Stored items
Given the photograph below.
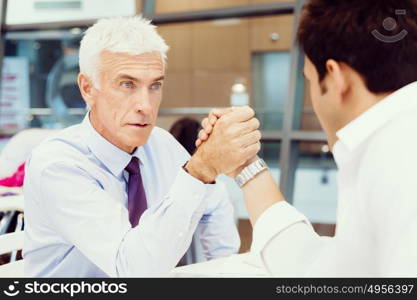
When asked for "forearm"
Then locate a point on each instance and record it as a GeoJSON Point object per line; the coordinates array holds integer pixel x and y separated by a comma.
{"type": "Point", "coordinates": [164, 232]}
{"type": "Point", "coordinates": [260, 193]}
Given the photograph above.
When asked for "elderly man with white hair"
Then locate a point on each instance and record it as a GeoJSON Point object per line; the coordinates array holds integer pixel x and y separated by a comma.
{"type": "Point", "coordinates": [115, 195]}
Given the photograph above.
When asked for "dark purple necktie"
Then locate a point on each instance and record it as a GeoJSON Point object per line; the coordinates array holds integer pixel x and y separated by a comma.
{"type": "Point", "coordinates": [136, 202]}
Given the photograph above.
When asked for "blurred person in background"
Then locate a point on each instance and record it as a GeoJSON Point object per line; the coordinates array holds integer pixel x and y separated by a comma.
{"type": "Point", "coordinates": [115, 195]}
{"type": "Point", "coordinates": [361, 63]}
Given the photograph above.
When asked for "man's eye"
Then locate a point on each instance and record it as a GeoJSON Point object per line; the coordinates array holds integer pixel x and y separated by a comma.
{"type": "Point", "coordinates": [127, 84]}
{"type": "Point", "coordinates": [156, 86]}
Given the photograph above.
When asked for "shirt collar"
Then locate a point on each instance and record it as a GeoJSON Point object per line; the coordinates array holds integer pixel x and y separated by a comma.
{"type": "Point", "coordinates": [357, 131]}
{"type": "Point", "coordinates": [114, 158]}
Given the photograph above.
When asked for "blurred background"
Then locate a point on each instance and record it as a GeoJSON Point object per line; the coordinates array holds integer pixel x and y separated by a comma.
{"type": "Point", "coordinates": [223, 53]}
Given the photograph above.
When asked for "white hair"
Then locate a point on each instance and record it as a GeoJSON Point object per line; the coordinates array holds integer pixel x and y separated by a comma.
{"type": "Point", "coordinates": [131, 35]}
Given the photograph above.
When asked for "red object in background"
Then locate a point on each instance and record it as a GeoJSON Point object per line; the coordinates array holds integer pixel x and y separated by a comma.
{"type": "Point", "coordinates": [16, 179]}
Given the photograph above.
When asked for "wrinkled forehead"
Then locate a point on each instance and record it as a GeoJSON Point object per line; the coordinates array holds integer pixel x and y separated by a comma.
{"type": "Point", "coordinates": [149, 64]}
{"type": "Point", "coordinates": [110, 59]}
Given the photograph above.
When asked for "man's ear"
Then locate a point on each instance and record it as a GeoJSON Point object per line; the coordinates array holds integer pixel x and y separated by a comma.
{"type": "Point", "coordinates": [86, 88]}
{"type": "Point", "coordinates": [336, 76]}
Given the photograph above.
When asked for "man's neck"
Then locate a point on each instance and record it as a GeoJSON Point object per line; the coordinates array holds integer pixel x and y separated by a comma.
{"type": "Point", "coordinates": [358, 103]}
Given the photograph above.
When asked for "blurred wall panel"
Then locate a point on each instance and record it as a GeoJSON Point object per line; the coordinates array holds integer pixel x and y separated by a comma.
{"type": "Point", "coordinates": [271, 33]}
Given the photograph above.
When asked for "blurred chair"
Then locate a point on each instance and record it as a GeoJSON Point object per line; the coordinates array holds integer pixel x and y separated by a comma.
{"type": "Point", "coordinates": [62, 90]}
{"type": "Point", "coordinates": [16, 151]}
{"type": "Point", "coordinates": [11, 242]}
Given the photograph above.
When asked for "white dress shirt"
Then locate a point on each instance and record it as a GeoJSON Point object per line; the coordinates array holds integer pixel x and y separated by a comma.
{"type": "Point", "coordinates": [376, 232]}
{"type": "Point", "coordinates": [76, 220]}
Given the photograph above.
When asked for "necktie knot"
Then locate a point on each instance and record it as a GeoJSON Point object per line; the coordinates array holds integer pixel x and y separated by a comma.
{"type": "Point", "coordinates": [133, 167]}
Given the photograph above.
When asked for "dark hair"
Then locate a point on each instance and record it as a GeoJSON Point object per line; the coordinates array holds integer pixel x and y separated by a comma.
{"type": "Point", "coordinates": [185, 130]}
{"type": "Point", "coordinates": [357, 32]}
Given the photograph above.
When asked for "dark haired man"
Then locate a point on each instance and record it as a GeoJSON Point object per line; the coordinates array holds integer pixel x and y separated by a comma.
{"type": "Point", "coordinates": [361, 62]}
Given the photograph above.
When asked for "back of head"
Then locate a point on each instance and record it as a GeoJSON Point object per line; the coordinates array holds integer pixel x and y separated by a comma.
{"type": "Point", "coordinates": [377, 38]}
{"type": "Point", "coordinates": [131, 35]}
{"type": "Point", "coordinates": [185, 130]}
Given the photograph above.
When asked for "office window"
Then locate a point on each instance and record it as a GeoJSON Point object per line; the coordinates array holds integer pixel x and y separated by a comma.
{"type": "Point", "coordinates": [315, 190]}
{"type": "Point", "coordinates": [51, 60]}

#### WHAT NEEDS TO BE DONE:
Omit every image. Quote each record exactly.

#### CORRECT OUTPUT:
Given the photograph below.
When asked for "forearm"
Then locate a point on each instance and record it as a GeoJSON Point object per line; the coordinates array holds integer pixel x and y separated by a comma.
{"type": "Point", "coordinates": [164, 232]}
{"type": "Point", "coordinates": [260, 193]}
Given the photograph above.
When asked for "elderly man with white hair"
Then locate a point on each instance and record it as a GeoJSON Point object per line; the coordinates array holds integer pixel x and y separated by a comma.
{"type": "Point", "coordinates": [115, 195]}
Given the photograph above.
When asked for "dark purple necktie"
Then locate a point on each instance and record it as a GeoJSON Point object per line; the coordinates array holds integer pixel x and y separated by a comma.
{"type": "Point", "coordinates": [136, 202]}
Given the photograph above.
When asked for "blurred person in background"
Then locate a point on each instance and record it as a GeoJSON Point object per line; the coordinates array holds integer pixel x and y separated by a comma.
{"type": "Point", "coordinates": [115, 195]}
{"type": "Point", "coordinates": [361, 63]}
Given the photograph above.
When asked for "man's eye"
Then locate a point on each instance and record it as a GeoJSON Point object per line; the coordinates array holds integer pixel x and y separated by a comma.
{"type": "Point", "coordinates": [127, 84]}
{"type": "Point", "coordinates": [156, 86]}
Given the photograph above.
When asked for "shirt collar"
Then locate a point on each instance and record it as a GeoJSON Point object per line; the coordinates array holds integer pixel x and y separated by a comma.
{"type": "Point", "coordinates": [357, 131]}
{"type": "Point", "coordinates": [114, 158]}
Given the photograph above.
When asked for "blurred background"
Then locate a point on each instance and record it as a GeoJSON Point object per line; the coordinates array holds integer pixel x and y separated by a comma.
{"type": "Point", "coordinates": [223, 53]}
Given the photograph above.
When asked for "white hair"
Then locate a point on each instance and record it as a GeoJSON Point object per line; the coordinates array holds integer pixel x and y separated by a comma.
{"type": "Point", "coordinates": [131, 35]}
Given the photograph above.
When asked for "red object in background"
Then locate a point on each instance and record it as a GeoJSON Point object per line; the coordinates array holds integer pixel x and y separated by a comma.
{"type": "Point", "coordinates": [16, 179]}
Given the photograph above.
When asked for "wrinkled forehead"
Then locate a point on each instance and record it as a GeoJSON Point object per line; the coordinates array holds integer pixel x and y separated by a comma.
{"type": "Point", "coordinates": [149, 64]}
{"type": "Point", "coordinates": [110, 59]}
Given the photograph above.
When asked for "man's ear"
Then locate a point on each instance and record it as a GeoJSON Point object per line; the coordinates array holds integer pixel x and y separated by a comma.
{"type": "Point", "coordinates": [86, 88]}
{"type": "Point", "coordinates": [336, 76]}
Given the photograph above.
When asked for "man's neck"
Then locate a point on each instance and record it as a GeoJSON Point object per line; the coordinates array holds integer pixel x and y separated by a comma.
{"type": "Point", "coordinates": [358, 103]}
Given the photograph above.
When asked for "blurred wall panel"
Then locate a point on each instance and record it as a GeoJSON Point object per line; the coordinates array holds integer pixel x and y separated by a comma.
{"type": "Point", "coordinates": [271, 33]}
Given the photograph above.
When asked for "blurred chair"
Then locate a point on each instance and record it as a GeoJSON Point object per line; the coordinates array holds integer pixel x and y separated by a comma.
{"type": "Point", "coordinates": [62, 90]}
{"type": "Point", "coordinates": [16, 151]}
{"type": "Point", "coordinates": [11, 242]}
Given the photograph above.
When asked for "white dress shirt"
Then locate a point on each instance and record it as a GeoJSON Point object per line; the coordinates array holds integer pixel x and y separated by a comma.
{"type": "Point", "coordinates": [376, 232]}
{"type": "Point", "coordinates": [76, 220]}
Given the photograph above.
When asked for "necktie knot"
Then locate a point on each instance and record it as a GeoJSON Point object per line; the coordinates array holds integer pixel x and y separated by a comma.
{"type": "Point", "coordinates": [133, 167]}
Given the photograph above.
When asked for "dark hair"
Then locate a point on each instance and record it as a GeoJSON Point object per line; the coordinates array holds integer pixel x and y separated by a comma.
{"type": "Point", "coordinates": [185, 130]}
{"type": "Point", "coordinates": [357, 32]}
Given the photograph above.
When asked for "dark haired man"
Then locate a point on each instance and record it as a GeoJSON Point object per line; the coordinates array holds integer pixel x and y separated by a comma.
{"type": "Point", "coordinates": [361, 62]}
Given the photograph above.
When asked for "back of head"
Then locate a point on each instance and record it as a GeoJSON Point object per line; the coordinates array holds integer pixel x and y separated by a comma.
{"type": "Point", "coordinates": [377, 38]}
{"type": "Point", "coordinates": [131, 35]}
{"type": "Point", "coordinates": [185, 130]}
Given the photograph above.
When asked for "office window"
Then locate a point on each instance and record it as a GeoJSON Point object per line; the coordinates array holds integer pixel x and y separated by a comma.
{"type": "Point", "coordinates": [315, 190]}
{"type": "Point", "coordinates": [51, 60]}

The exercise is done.